▸ **Trecho do texto**:
____

FAP e Orientação Profissional: unindo práticas

A Psicoterapia Analítico Funcional (FAP) é uma abordagem psicoterapêutica que modifica tanto o repertório clínico do terapeuta como as próprias contingências de ser terapeuta. Muitos de nós, praticantes da FAP, passamos a discriminar CRBs1 (comportamentos-problema e alvo) em diferentes tipos de demanda, sentindo-nos como o menino Cole, no filme O Sexto Sentido.

Famoso diálogo entre os personagens Cole (Halley Joel Osment) e seu psicólogo, Malcolm (Bruce Willis).

Vendo CRBs o tempo todo, notei a oportunidade de utilizar a Psicoterapia Analítico Funcional também no processo de Orientação Profissional (OP2), em que trabalho pela aprendizagem de quatro grandes classes de comportamentos: Autoconhecimento, Busca de Informação Profissional, Tomada de Decisão e Planejamento Presente-e-Futuro (Moura, 2001). A seguir, exploro cada eixo da orientação com exemplos de atuação como psicoterapeuta FAP.

Como neste texto busco integrar perspectivas a partir da minha experiência como psicoterapeuta e orientadora profissional, escrevo utilizando os pronomes em primeira pessoa; porém, esforço-me para não perder a precisão ao ancorar minha prática na produção científica de FAP e OP.

____

▸ **Registros**:
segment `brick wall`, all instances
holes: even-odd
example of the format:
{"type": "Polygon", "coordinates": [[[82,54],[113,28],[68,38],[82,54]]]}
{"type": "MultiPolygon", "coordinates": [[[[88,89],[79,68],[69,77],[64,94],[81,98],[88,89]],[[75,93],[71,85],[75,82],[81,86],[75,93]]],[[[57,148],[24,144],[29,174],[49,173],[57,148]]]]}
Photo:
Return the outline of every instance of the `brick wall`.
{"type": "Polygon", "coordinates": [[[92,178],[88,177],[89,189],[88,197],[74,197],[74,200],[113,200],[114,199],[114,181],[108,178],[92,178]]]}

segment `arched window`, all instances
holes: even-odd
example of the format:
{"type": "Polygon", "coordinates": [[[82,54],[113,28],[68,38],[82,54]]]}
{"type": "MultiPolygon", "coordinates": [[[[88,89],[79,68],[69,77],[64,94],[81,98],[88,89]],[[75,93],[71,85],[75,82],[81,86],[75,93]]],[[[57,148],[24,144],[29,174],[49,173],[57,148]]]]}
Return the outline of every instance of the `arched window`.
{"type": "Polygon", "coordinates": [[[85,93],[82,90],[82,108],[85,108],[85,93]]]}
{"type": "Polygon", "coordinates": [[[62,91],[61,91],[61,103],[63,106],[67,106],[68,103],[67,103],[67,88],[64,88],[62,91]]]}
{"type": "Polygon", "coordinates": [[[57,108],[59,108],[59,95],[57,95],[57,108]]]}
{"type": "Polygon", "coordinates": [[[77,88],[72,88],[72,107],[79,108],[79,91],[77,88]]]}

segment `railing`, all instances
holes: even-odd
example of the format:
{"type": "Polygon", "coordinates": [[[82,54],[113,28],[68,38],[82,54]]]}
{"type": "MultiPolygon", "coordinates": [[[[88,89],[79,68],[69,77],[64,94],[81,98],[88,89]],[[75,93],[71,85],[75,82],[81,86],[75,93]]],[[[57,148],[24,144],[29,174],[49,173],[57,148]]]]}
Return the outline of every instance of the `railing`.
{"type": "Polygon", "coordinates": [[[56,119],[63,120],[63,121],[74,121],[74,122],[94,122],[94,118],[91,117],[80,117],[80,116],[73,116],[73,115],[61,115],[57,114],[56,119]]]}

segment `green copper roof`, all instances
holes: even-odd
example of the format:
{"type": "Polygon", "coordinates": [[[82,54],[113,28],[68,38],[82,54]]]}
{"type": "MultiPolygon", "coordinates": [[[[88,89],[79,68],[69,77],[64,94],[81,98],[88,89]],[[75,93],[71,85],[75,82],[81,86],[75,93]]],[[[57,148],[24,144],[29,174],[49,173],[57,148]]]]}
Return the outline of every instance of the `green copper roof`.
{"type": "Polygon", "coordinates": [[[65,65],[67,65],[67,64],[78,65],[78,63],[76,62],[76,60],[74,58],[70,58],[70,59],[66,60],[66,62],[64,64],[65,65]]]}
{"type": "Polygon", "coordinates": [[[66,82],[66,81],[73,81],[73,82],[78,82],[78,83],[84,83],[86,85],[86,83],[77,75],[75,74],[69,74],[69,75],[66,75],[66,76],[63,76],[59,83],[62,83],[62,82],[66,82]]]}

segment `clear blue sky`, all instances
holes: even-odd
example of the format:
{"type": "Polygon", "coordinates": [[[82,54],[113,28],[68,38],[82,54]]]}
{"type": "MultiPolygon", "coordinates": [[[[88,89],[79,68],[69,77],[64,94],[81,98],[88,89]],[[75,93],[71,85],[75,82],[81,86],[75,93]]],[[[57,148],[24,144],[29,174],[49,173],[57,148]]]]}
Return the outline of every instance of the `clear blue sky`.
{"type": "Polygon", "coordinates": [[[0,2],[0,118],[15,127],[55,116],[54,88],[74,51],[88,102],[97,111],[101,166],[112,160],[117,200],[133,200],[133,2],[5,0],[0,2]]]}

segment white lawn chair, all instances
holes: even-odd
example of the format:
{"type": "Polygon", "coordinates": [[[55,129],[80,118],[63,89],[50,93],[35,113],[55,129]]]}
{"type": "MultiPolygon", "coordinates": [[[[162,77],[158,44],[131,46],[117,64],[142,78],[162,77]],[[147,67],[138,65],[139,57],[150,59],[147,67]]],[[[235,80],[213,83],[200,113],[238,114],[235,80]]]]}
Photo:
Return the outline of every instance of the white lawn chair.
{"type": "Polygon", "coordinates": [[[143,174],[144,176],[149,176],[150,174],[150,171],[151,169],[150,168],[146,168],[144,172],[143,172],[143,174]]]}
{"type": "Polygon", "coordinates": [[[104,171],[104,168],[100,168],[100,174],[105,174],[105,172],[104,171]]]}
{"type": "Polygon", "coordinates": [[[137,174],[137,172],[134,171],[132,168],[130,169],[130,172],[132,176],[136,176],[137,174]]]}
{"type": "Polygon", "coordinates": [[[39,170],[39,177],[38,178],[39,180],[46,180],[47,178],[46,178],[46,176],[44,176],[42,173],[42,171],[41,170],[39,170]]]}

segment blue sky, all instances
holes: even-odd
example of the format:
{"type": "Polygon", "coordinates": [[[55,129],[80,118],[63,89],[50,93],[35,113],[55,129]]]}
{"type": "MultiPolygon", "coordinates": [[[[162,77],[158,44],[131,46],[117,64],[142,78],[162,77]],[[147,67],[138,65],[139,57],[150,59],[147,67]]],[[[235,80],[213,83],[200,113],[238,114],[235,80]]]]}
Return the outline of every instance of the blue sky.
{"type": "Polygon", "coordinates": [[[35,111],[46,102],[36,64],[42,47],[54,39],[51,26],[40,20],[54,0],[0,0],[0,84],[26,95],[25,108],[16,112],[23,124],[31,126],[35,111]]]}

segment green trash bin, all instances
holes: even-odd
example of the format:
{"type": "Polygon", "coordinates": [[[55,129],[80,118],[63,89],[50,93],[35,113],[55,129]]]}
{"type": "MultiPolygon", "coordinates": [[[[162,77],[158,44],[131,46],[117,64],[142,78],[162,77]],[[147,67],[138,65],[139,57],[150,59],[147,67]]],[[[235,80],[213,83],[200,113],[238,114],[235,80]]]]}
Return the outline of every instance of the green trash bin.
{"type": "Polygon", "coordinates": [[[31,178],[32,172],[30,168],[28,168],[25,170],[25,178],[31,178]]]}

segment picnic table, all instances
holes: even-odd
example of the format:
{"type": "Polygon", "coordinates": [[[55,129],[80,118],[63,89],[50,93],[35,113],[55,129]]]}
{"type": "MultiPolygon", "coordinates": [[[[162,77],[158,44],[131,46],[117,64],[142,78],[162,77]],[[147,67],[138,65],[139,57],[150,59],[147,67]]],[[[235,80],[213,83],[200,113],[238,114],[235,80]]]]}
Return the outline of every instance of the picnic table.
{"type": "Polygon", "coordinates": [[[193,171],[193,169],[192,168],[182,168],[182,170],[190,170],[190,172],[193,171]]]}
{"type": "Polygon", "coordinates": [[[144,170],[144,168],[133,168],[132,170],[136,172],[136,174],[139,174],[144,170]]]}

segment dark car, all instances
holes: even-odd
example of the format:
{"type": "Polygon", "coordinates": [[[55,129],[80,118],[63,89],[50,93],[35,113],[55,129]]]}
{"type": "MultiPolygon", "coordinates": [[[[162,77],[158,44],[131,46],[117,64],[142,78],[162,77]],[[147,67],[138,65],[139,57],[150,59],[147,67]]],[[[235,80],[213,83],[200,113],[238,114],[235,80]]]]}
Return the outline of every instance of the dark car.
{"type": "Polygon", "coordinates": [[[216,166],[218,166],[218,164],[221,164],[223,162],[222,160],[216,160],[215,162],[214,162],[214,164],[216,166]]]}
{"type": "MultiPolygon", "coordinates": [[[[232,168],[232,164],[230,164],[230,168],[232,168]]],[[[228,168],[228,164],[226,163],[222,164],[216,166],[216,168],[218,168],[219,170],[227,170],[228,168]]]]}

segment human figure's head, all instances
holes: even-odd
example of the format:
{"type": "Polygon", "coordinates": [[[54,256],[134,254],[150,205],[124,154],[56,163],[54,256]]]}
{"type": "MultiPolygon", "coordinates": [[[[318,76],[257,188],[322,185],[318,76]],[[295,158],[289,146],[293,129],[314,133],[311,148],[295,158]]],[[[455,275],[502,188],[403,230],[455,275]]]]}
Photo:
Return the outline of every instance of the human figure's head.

____

▸ **Instrução 1**:
No texto sobre FAP e Orientação Profissional, com qual personagem de filme os praticantes da FAP dizem se sentir ao discriminar CRBs em diferentes tipos de demanda?
▸ **Instrução 2**:
Transcreva novamente a parte do texto sobre FAP e Orientação Profissional que começa em "A Psicoterapia Analítico Funcional (FAP)" e vai até "Malcolm (Bruce Willis).", incluindo essas palavras finais.
▸ **Instrução 3**:
Enumere todas as classes de comportamentos que, segundo o texto sobre FAP e Orientação Profissional, são trabalhadas no processo de Orientação Profissional.

▸ **Resposta 1**:
Com o menino Cole, do filme O Sexto Sentido.

▸ **Resposta 2**:
A Psicoterapia Analítico Funcional (FAP) é uma abordagem psicoterapêutica que modifica tanto o repertório clínico do terapeuta como as próprias contingências de ser terapeuta. Muitos de nós, praticantes da FAP, passamos a discriminar CRBs1 (comportamentos-problema e alvo) em diferentes tipos de demanda, sentindo-nos como o menino Cole, no filme O Sexto Sentido.

Famoso diálogo entre os personagens Cole (Halley Joel Osment) e seu psicólogo, Malcolm (Bruce Willis).

▸ **Resposta 3**:
Autoconhecimento; Busca de Informação Profissional; Tomada de Decisão; Planejamento Presente-e-Futuro.